DOCUMENT EXTRACT:
=== Begin Enclosure ===

I am now very curious to see what they other beta readers made of my early work on this project. I want to see if they come to a similar conclusion about the element of anger already suffused into the text. It is going to be interesting to see if they recognise it and if I am going to continue writing angry now that I have been made aware of something that I seemed to have been conducting unconsciously?

Tuesday 16 September 2014

Writing about death




Death is a natural part of life so it should be no surprise that it makes an appearance in a writer’s work. I knew that I was going to have to refer to it at some point in The War Wolf as this is a book about violent events and violence often ends in death; especially when there’s a battle!

There are several approaches that one can take with regards to this subject and it all depends upon the nature of the death that you are writing about. The Battle of Fulford Gate gave me two kinds of approach. The first was a more objective account in which large numbers of men meet in combat and a significant percentage of them died. The removed nature of the account actually results in a kind of distance being achieved between myself and the often undefined characters that I am writing about. I did put in the occasional more detailed account of someone dying horribly on the point of a spear but these were largely cameo appearances.

The more subjective accounts came when I involved the characters that I had defined, moulded and developed. In this instance I actually found the writing more emotionally charged. I don’t know if that came across to the reader, no one has actually mentioned it yet, but for me the scene in which Hereric commits the ultimate act of courage, sacrificing himself to save his lord, honouring his death-oath as a huscarl, meant a lot when I wrote it. I wanted it be heroic and not just another bloody event. When I thought about it I was humbled by what I imagined to be the courage of a man who accepts the price of his own loyalty on a field of battle will be his death. To stand there before your enemies knowing that you will not live beyond the encounter and yet not shirk from it; that is true bravery.

=== End Enclosure ===

WHAT TO WORK ON: Continue the blog post on writing about death in The War Wolf, starting right after its last sentence.

DATASET RECORDS:
=== Begin Enclosure ===

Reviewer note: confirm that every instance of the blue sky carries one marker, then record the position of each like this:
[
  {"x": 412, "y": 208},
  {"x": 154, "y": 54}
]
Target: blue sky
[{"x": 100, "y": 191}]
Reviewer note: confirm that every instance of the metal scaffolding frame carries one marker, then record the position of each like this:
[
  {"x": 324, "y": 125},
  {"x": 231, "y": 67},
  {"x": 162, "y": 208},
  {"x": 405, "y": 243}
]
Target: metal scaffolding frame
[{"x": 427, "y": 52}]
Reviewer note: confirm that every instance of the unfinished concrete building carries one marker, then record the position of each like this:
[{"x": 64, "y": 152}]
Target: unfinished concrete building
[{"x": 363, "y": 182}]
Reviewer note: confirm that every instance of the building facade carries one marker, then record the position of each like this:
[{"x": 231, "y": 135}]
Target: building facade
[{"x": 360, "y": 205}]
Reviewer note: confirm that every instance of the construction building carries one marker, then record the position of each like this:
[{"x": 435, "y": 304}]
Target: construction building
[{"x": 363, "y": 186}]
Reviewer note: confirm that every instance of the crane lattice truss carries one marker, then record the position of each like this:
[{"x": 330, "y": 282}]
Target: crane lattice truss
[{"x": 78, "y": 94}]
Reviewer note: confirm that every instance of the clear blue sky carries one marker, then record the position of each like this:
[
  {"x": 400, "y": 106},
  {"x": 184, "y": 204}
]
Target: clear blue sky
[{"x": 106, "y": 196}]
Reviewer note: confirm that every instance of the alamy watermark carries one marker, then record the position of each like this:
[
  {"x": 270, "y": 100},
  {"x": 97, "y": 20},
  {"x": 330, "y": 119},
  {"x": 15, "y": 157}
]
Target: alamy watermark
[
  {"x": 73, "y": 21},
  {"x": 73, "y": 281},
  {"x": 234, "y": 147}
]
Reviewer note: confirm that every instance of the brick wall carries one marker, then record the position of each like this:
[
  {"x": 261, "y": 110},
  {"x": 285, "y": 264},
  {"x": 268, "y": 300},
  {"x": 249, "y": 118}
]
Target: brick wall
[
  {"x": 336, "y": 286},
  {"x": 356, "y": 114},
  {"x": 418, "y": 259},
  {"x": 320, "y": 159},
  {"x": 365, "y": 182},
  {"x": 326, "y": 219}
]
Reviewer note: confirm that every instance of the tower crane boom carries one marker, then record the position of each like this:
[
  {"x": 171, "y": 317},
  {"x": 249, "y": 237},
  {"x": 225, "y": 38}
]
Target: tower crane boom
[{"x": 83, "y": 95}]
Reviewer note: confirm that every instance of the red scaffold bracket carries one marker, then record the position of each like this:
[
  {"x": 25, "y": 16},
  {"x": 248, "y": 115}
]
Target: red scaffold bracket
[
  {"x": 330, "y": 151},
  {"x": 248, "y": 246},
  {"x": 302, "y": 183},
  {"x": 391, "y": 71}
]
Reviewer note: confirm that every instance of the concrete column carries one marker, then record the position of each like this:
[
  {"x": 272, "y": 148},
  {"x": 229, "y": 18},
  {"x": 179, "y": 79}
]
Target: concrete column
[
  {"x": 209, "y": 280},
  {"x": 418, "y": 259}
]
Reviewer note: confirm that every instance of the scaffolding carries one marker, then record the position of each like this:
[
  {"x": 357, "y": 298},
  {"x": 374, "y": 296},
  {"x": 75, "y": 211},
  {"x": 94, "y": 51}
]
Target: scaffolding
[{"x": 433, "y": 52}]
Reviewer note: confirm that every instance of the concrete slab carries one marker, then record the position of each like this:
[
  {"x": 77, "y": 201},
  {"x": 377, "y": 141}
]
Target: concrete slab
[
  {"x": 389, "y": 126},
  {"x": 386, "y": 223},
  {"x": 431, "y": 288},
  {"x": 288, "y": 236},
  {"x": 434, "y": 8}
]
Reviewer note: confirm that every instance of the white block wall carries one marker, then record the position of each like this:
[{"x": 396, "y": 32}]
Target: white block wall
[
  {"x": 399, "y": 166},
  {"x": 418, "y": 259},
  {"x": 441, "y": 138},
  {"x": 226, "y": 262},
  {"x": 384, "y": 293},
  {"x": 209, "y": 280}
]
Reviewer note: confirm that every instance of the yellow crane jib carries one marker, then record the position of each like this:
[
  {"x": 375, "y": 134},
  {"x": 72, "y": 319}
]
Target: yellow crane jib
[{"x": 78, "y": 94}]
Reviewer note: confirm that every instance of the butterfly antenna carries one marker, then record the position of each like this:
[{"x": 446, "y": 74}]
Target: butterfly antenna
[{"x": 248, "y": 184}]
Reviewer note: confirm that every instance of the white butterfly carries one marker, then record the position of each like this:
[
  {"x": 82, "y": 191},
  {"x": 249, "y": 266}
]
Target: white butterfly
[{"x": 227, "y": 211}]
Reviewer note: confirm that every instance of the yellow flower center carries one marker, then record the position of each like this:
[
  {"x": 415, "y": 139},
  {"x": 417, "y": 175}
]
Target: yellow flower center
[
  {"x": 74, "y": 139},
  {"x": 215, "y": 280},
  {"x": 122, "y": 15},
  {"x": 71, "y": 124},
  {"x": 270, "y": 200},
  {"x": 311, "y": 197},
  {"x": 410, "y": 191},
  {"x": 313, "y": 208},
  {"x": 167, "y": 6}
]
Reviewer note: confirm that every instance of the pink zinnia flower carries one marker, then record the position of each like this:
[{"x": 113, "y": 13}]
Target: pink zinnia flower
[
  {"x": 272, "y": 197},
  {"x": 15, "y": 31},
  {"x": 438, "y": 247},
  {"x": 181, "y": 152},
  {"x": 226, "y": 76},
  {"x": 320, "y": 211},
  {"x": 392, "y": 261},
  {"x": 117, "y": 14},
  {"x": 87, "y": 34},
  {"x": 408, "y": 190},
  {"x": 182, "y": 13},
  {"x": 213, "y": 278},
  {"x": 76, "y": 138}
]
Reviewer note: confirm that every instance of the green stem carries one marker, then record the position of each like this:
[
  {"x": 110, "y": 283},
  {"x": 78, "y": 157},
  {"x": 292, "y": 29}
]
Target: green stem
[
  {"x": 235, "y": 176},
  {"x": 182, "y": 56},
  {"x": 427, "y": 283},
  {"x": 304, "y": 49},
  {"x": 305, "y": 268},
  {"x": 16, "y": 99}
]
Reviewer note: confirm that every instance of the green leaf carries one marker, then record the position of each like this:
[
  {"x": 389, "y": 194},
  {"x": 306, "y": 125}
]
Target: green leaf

=== End Enclosure ===

REPLY TO THE TASK:
There are other deaths, however, and they are not all as brave. In my new novel Eugenica, a work currently in progress, I wrote a scene where a young girl dies as the result of a severe beating. I found actually writing the scene surprisingly easy, I thought that I might have had a problem with that as I have no experience of visiting such violence on another person, but it flowed from my keyboard. The real emotional response came after the beating when she is rescued by a friend and dies in the company of what few other friends she had. That actually got to me. I remember reading an interview with J. K. Rowling in which she admitted to crying over a death scene that she wrote for Harry Potter, I don’t think that I was too impressed. I was wrong to have that attitude. When you invest time and effort into a character they do come alive and start to live in your imagination, then you kill the off and although they never leave you they are never the same either.

What I discovered was that it was not the moment of the death of the character that I had a response to, it was the impact that that death had on the other characters. In For Rapture of Ravens I had to deal with the aftermath of the Battle of Fulford Gate and one of the characters has to grieve for her husband. I’ve attended my share of funerals so I was able to set the scene well enough, I think, but what came out as I wrote the dialogue surprised me. I think it is one of my better moments of writing but I’m going to have to wait for the book to be published to verify that.

Art imitates life, they say, therefore so should writing. In life the moment of someone’s death can be terrible, painful, quick; slow, observed by a crowd or go unknown. The moment of death is not the part that provokes the real emotional response; that comes as part of the realisation that this person really has died. It is the reaction of one human to the demise of another. We are largely empathic beings and we feel the hurt of another otherwise would a reader be affected by the death of a person who is just a figment of the writer’s imagination?